--- Text ---

Judgements

M. Sampath vs A.K.M.N. Cylinders (P) Ltd. on 11 September, 1997

Company Law Board
M. Sampath vs A.K.M.N. Cylinders (P) Ltd. on 11 September, 1997
Equivalent citations: 1999 98 CompCas 777 CLB
Bench: K Balu


ORDER

K.K. Balu, Member

1. This is an application filed under Section 186 of the Companies Act, 195,6 (hereinafter referred to as “the Act”), seeking directions of this Bench against A. K. M. N. Cylinders (P.) Limited (hereinafter referred to as “the company”) to call for a general meeting of the company to transact the following business:

(a) Retirement and re-election of directors of the company ;

(b) Production of minutes book, members’ register, balance-sheet, profit and loss account and auditors’ report for the years ending March 31, 1995, and March 31, 1996, for inspection.

2. The brief facts of this case as stated in the application are that the applicant is one of the signatories to the memorandum of association and articles of association of the company holding 304 equity shares which amount to more than one-tenth of the paid up shares in the company.

3. The applicant and one B. Mohandas on one part and N. Ravindran, present managing director of the company on the other part entered into an unregistered agreement regarding transfer of shares of the company in favour of N. Ravindran, which subsequently became infructuous on account of breach of the agreement as well as lapse of time.

4. On May 2, 1996, the applicant and 21 other shareholders of the company holding 1,261 fully paid equity shares made a written requisition to the company to convene an extraordinary general meeting to transact the business specified supra. The company did not accede to the request of the

applicant on the plea that the applicant and certain other requisitionists are not shareholders of the company. Meantime, on November 7, 1996, the applicant demanded duplicate share certificates, as he had lost or misplaced the original certificates. But the company did not issue the duplicate share certificates. Thereafter, the applicant along with five other members sent on January 11, 1997, a valid requisition to the company calling for an extraordinary general meeting in accordance with the provisions of the Act. But the company never convened the meeting in terms of the requisition dated January 11, 1997. It has, therefore, become “impracticable” for the applicant to call for an extraordinary general meeting of the company. Hence, this application.

---

Direction a ->
Count the lines in the listing that contain the string "roof", treating uppercase and lowercase as different, and give only the number.
The Company Law Board order has no connection to the listing that follows.

--- Exercise material ---

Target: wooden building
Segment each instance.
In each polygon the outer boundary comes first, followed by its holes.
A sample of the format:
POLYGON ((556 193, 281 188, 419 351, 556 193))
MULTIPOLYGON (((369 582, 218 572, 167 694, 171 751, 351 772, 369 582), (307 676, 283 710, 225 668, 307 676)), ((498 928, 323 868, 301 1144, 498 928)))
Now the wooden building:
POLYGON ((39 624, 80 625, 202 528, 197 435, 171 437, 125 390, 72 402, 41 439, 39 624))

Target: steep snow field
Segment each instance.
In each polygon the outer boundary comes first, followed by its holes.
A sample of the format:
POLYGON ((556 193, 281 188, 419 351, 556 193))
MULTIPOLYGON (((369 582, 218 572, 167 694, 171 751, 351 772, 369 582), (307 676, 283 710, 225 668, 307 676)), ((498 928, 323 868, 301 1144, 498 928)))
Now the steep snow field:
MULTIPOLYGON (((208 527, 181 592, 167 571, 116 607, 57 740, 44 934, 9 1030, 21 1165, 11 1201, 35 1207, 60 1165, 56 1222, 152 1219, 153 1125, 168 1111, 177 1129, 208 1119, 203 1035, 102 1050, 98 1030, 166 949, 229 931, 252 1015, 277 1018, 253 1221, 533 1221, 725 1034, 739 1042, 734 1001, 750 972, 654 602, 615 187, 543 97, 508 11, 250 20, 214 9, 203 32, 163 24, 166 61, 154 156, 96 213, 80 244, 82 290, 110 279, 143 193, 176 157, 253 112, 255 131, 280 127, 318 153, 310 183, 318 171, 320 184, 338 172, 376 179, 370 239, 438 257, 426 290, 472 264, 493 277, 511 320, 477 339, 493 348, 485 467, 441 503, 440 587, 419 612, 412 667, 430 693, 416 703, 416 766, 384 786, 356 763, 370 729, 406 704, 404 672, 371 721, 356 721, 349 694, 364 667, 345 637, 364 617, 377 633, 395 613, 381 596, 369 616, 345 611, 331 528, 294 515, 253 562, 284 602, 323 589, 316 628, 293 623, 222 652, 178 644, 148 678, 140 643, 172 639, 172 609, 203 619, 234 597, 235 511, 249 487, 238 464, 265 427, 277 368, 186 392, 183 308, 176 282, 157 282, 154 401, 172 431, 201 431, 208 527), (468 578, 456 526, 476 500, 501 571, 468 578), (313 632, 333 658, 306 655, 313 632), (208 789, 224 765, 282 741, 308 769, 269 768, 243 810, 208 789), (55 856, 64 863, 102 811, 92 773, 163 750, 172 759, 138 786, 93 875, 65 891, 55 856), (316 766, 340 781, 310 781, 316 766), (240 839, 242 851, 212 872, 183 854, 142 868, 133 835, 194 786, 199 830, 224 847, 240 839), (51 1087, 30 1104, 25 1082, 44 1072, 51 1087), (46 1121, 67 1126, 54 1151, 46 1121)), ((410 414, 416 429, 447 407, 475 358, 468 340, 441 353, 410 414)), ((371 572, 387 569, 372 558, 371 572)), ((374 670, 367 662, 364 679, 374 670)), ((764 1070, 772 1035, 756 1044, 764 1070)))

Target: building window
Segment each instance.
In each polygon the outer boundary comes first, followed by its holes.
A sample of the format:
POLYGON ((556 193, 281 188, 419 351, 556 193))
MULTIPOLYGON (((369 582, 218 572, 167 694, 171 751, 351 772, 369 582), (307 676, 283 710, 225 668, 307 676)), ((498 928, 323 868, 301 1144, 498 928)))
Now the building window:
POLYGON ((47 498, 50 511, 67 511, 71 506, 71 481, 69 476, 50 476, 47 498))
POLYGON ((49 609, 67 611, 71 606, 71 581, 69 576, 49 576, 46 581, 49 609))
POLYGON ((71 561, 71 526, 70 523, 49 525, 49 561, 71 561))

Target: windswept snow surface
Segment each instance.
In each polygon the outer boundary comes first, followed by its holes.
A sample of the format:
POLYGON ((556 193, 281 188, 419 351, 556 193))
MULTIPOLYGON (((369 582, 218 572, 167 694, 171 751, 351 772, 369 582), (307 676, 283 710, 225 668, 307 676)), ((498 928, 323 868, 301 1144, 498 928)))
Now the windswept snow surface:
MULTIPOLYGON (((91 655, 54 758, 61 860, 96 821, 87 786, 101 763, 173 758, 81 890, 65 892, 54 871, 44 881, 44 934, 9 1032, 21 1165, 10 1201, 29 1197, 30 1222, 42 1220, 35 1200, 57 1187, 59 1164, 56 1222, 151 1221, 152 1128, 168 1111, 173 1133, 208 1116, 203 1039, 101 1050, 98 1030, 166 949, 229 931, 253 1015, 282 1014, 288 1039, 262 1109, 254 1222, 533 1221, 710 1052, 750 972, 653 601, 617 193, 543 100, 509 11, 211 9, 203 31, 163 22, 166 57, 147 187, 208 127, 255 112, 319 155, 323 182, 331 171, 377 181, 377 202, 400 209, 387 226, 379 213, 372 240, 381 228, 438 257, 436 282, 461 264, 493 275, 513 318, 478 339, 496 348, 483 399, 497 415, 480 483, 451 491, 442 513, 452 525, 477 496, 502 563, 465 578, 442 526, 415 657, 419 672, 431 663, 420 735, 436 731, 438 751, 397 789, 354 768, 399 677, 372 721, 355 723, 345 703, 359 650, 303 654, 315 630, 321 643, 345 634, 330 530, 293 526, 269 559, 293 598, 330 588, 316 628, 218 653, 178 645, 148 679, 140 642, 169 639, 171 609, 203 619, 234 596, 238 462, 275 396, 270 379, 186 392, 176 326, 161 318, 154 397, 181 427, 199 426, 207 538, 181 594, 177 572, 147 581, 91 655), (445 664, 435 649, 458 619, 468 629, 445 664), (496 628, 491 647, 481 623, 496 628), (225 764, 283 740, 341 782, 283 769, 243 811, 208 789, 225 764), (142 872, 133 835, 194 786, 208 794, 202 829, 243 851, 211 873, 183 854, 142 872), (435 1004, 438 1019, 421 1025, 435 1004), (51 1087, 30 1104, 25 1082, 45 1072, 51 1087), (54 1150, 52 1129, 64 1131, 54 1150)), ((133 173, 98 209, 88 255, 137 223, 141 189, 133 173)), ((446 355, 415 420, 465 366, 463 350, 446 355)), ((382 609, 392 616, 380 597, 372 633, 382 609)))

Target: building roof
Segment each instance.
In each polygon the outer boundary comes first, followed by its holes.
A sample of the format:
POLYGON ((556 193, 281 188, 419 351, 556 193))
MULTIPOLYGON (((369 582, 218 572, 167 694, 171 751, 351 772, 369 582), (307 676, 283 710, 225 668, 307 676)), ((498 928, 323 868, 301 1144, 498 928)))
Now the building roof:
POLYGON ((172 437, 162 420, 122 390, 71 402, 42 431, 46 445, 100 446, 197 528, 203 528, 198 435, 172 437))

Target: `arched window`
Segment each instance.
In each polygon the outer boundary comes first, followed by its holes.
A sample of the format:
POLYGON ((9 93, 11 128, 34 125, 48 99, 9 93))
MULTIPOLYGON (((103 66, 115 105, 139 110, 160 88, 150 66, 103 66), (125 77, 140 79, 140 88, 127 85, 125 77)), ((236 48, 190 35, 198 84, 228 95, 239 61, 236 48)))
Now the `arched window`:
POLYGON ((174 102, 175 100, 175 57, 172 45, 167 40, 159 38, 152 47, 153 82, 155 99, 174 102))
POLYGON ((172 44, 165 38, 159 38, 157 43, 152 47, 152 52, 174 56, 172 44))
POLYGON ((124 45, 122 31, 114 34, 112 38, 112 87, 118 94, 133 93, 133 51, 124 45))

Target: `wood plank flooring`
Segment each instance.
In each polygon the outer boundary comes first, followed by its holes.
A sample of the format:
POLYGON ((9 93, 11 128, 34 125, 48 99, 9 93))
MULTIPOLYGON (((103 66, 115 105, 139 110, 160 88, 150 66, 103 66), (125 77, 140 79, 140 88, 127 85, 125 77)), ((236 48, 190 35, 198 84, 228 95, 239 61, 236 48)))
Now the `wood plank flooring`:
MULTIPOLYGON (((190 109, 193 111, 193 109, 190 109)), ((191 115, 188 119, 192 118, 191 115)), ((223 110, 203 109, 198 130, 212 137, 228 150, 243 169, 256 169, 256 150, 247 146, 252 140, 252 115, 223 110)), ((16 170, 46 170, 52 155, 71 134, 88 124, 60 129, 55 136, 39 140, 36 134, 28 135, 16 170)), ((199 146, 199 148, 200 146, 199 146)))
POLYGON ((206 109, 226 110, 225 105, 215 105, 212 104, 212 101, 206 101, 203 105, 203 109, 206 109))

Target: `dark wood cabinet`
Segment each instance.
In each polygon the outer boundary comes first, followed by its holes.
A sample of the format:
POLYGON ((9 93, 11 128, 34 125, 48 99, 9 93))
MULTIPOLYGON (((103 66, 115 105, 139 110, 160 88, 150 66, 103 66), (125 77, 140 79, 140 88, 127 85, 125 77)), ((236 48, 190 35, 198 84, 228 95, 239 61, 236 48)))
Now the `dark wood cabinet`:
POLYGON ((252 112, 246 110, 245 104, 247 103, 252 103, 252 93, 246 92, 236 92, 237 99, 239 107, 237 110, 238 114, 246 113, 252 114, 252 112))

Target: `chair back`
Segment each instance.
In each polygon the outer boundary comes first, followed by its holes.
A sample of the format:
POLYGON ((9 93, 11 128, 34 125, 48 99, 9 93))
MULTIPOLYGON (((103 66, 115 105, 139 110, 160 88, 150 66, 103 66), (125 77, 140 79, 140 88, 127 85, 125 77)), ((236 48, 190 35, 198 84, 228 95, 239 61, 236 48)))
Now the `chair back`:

---

Direction b ->
Answer these questions from the Company Law Board order, one per line:
(i) How many equity shares does the applicant hold in the company?
(ii) On what date did the applicant and 21 other shareholders make a written requisition to the company?
(iii) On what date did the applicant demand duplicate share certificates?

Result a ->
2

Result b ->
(i) 304
(ii) May 2, 1996
(iii) November 7, 1996